═════ RECORDS SUPPLIED ═════

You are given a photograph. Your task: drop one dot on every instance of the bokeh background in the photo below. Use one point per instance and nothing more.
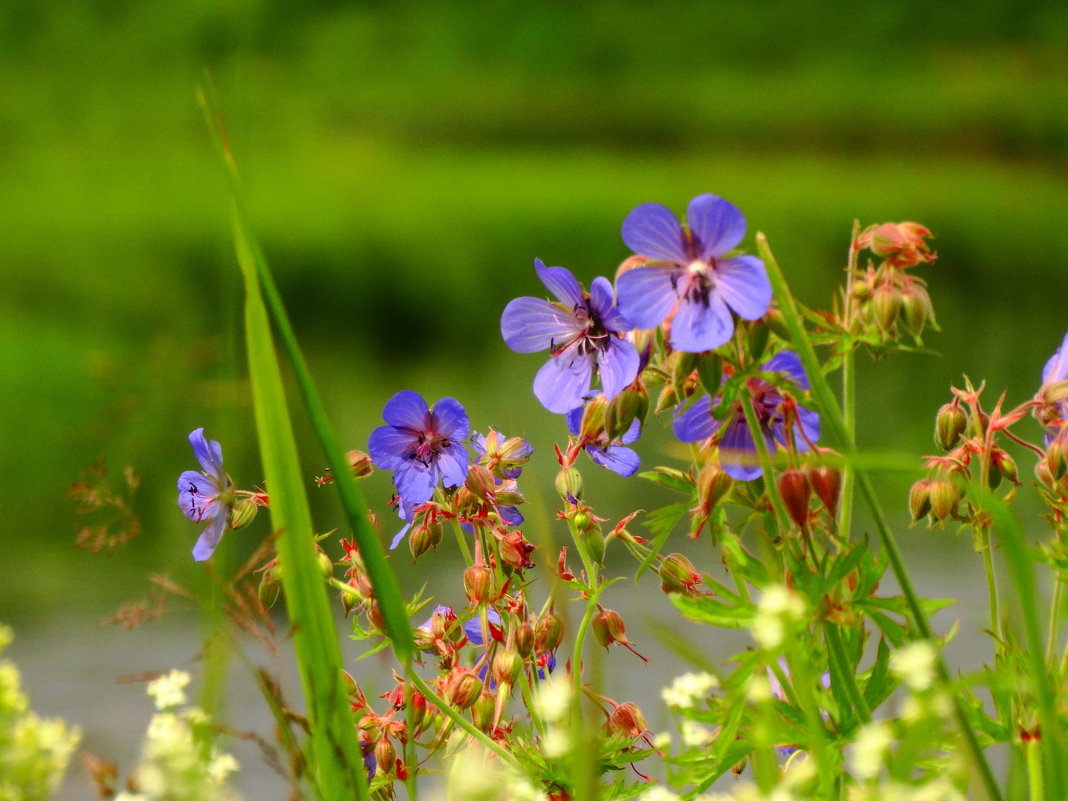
(404, 162)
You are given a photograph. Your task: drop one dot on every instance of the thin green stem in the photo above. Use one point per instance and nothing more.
(446, 709)
(837, 652)
(831, 414)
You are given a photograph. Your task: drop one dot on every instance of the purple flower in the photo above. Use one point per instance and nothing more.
(1055, 371)
(611, 454)
(580, 333)
(737, 448)
(689, 275)
(502, 455)
(207, 495)
(421, 445)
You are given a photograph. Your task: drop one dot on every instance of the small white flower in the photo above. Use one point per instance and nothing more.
(694, 734)
(169, 691)
(688, 689)
(778, 611)
(914, 664)
(553, 701)
(869, 748)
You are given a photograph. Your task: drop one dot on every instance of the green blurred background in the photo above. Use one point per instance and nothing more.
(404, 165)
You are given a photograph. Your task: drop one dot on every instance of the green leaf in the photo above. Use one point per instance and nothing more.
(704, 609)
(334, 752)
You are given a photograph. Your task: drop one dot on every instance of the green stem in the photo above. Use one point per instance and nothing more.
(831, 414)
(837, 652)
(446, 709)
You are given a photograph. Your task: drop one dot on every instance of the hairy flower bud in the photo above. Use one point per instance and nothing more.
(826, 482)
(507, 665)
(480, 482)
(886, 305)
(678, 575)
(482, 711)
(944, 497)
(464, 688)
(269, 589)
(949, 423)
(627, 719)
(712, 485)
(916, 308)
(569, 485)
(424, 537)
(478, 583)
(920, 499)
(386, 755)
(524, 640)
(795, 491)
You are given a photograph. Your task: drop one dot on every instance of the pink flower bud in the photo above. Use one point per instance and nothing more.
(949, 423)
(795, 491)
(826, 482)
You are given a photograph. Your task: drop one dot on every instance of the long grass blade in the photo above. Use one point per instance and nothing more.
(832, 417)
(334, 752)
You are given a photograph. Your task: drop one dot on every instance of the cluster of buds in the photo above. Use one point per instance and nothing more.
(885, 295)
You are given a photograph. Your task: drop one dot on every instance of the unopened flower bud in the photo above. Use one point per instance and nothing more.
(589, 533)
(678, 575)
(480, 481)
(916, 308)
(360, 462)
(627, 719)
(826, 482)
(524, 640)
(507, 665)
(710, 372)
(944, 497)
(482, 711)
(549, 632)
(608, 627)
(1056, 457)
(241, 514)
(795, 491)
(712, 485)
(386, 755)
(465, 688)
(886, 305)
(624, 409)
(478, 583)
(569, 485)
(949, 423)
(920, 499)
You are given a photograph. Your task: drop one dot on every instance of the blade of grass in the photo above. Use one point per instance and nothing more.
(382, 580)
(334, 752)
(831, 414)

═════

### YOUR GOAL
Quote every line from the line containing "of the pink" through the closing line of the listing, including both.

### RESULT OF THE EXERCISE
You are given a photograph. Your task: drop one dot on every instance of the pink flower bud in the photo above. Use one point per instance and nothing more.
(949, 423)
(795, 491)
(826, 482)
You are given a photograph. Your task: drop one dot on every instance of the long grass blade in the photo above. Use one point per instance and nothing more.
(832, 417)
(334, 752)
You are given a photograph. Your task: drop one dot on every instance of the cluster of buds in the photo above. Use one point per instance and nothing more.
(885, 295)
You are given a photograph. Your task: drop one dot on every instance of the unopened flower bud in the photo above. Use one point per instance and nothing more.
(589, 533)
(678, 575)
(480, 481)
(916, 308)
(360, 462)
(627, 719)
(826, 482)
(524, 640)
(507, 665)
(710, 372)
(944, 497)
(482, 711)
(549, 632)
(608, 627)
(1056, 457)
(241, 514)
(795, 491)
(712, 485)
(386, 755)
(465, 688)
(886, 305)
(624, 409)
(478, 583)
(569, 485)
(949, 423)
(920, 499)
You are given a photograph. Your task: drop one dot on every instance of the blade of grass in the photo above. Use one point per instance and nothing more.
(382, 580)
(334, 752)
(831, 414)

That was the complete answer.